> [What this task involves] Each line below that contains the word "front" is to be counted; give only the final number.

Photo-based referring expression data
== == ==
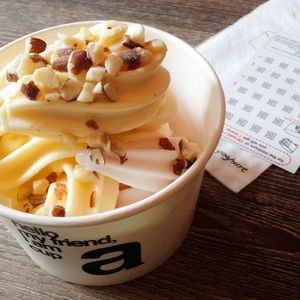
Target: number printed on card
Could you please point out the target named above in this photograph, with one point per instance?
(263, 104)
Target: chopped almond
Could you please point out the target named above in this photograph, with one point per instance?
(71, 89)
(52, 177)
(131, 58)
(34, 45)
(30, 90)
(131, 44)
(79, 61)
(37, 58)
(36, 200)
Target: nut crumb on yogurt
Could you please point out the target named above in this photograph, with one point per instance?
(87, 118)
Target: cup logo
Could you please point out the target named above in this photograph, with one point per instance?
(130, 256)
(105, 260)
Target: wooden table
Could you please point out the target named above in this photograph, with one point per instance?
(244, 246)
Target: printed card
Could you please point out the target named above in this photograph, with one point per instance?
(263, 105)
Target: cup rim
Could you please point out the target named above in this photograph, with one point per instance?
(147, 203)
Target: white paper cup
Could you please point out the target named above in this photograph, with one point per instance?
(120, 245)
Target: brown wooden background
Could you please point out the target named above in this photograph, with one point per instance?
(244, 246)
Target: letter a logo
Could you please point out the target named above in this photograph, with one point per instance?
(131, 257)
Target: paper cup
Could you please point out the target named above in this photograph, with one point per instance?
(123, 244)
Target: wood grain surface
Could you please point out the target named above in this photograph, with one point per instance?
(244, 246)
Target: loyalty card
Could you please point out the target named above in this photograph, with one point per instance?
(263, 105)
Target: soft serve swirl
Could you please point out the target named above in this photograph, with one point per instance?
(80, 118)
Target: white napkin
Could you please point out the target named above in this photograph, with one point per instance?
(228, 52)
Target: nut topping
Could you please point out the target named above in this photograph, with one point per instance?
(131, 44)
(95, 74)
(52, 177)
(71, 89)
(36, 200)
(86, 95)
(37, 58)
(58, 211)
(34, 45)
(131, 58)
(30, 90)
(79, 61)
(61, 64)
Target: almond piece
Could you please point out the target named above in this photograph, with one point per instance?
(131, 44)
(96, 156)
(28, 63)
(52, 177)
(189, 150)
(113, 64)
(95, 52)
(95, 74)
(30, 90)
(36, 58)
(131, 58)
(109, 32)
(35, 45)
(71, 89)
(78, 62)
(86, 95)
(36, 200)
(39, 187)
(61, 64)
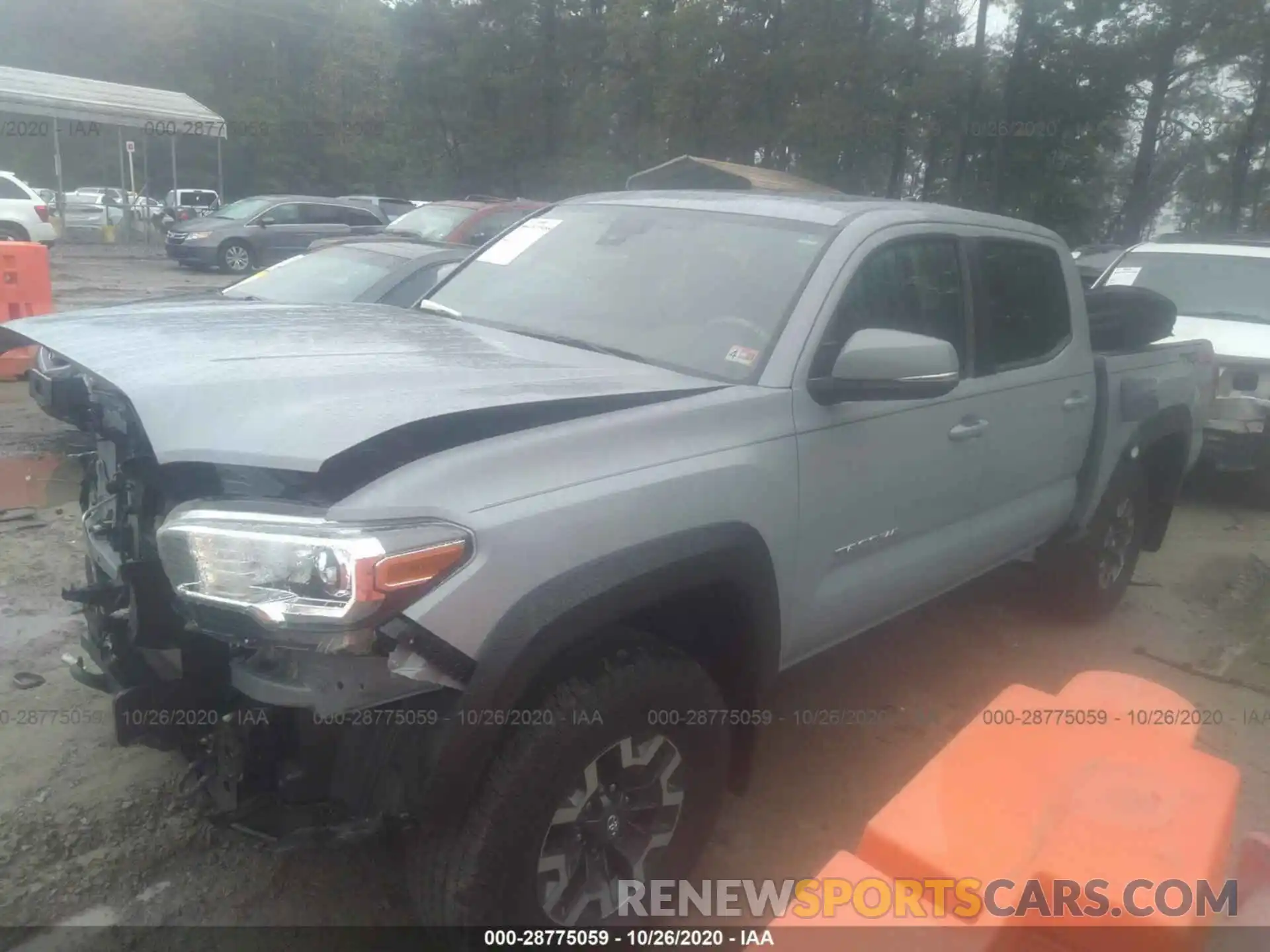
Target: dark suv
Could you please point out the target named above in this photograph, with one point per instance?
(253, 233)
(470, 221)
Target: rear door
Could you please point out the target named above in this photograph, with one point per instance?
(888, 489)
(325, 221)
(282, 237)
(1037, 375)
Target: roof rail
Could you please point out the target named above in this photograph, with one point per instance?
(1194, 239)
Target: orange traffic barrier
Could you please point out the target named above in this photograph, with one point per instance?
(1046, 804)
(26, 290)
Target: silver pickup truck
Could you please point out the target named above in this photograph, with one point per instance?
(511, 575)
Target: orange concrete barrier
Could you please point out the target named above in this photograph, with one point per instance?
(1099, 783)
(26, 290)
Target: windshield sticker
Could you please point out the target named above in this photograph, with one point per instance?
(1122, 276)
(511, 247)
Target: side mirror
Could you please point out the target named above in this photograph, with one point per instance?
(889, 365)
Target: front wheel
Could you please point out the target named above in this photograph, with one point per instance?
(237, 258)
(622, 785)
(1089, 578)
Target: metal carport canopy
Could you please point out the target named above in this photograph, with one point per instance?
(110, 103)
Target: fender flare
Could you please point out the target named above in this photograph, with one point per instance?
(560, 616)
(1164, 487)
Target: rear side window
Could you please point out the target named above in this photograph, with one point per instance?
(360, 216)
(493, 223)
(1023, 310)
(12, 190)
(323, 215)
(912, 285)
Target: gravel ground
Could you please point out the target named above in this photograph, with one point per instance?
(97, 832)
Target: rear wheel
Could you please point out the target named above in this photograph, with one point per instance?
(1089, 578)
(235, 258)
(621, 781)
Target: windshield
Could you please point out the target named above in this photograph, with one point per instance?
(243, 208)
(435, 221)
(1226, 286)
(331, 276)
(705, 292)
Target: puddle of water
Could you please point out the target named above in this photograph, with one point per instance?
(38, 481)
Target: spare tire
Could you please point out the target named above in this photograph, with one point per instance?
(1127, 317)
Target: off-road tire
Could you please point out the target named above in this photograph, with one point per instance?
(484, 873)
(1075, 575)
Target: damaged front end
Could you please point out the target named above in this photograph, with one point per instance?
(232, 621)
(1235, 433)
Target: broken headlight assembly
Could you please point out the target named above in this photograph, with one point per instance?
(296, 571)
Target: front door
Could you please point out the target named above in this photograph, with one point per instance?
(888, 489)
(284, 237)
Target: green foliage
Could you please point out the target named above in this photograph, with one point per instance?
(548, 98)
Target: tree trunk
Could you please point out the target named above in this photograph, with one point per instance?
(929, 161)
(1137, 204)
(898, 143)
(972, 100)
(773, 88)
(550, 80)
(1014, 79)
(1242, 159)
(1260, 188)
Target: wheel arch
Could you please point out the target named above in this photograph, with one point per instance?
== == ==
> [Exercise answer] 3